Text section:
▶

The formatted input functions that read specific types of objects (such as integers and floating-point numbers) call the ipfx() public member function with the noskipws parameter set to zero, allowing leading whitespaces to be discarded if the ios::skipws bit is on in ios::fmtflags. The unformatted input functions that read characters without interpretation call the ipfx() public member function with a the noskipws parameter set to 1 so that no whitespace characters are discarded.

If the istream object is tied to an output stream, the output stream is flushed.

Results:

If the istream object isn't in an error state in the inherited ios object when the above processing is completed, the ipfx() public member function returns a non-zero value to indicate success. Otherwise, zero is returned to indicate failure.

See also:

istream::isfx(), ios::fmtflags, ios::iostate

istream::isfx()

a suffix function that's called after any read operation

Synopsis:

#include <iostream.h>
public:
void istream::isfx();

Semantics:

The isfx() public member function is a suffix function executed just before the end of each of the formatted and unformatted read operations.

As currently implemented, the isfx() public member function doesn't do anything.

See also:

istream::ipfx()

istream::istream()

create a istream object

Synopsis:

#include <iostream.h>
protected:
istream::istream();

public:
istream::istream( istream const &istrm );
istream::istream( streambuf *sb );

Semantics:

There are three forms of the istream constructor:

• The first form is a protected member function. It creates an istream object without an associated streambuf object.

  This form of the protected istream constructor is only used implicitly by the compiler when it generates a constructor for a derived class.

• The second form is a public member function. It creates an istream object associated with the streambuf object currently associated with the istrm parameter. The istream object is initialized and uses the istrm streambuf object for subsequent operations. istrm continues to use the streambuf object.
• The third form is also a public member function. It creates an istream object with an associated streambuf object specified by the sb parameter.

◀

Data rows:
▶

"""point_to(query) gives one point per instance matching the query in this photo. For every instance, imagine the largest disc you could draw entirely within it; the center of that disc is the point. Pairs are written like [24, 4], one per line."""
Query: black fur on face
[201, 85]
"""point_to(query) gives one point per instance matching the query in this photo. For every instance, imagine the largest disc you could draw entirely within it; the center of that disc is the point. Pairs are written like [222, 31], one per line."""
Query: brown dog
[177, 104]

◀

Challenge: Return the stretch of the istream reference text above, word for word, from "If the istream object isn't" to "to indicate failure.".

Response below:
If the istream object isn't in an error state in the inherited ios object when the above processing is completed, the ipfx() public member function returns a non-zero value to indicate success. Otherwise, zero is returned to indicate failure.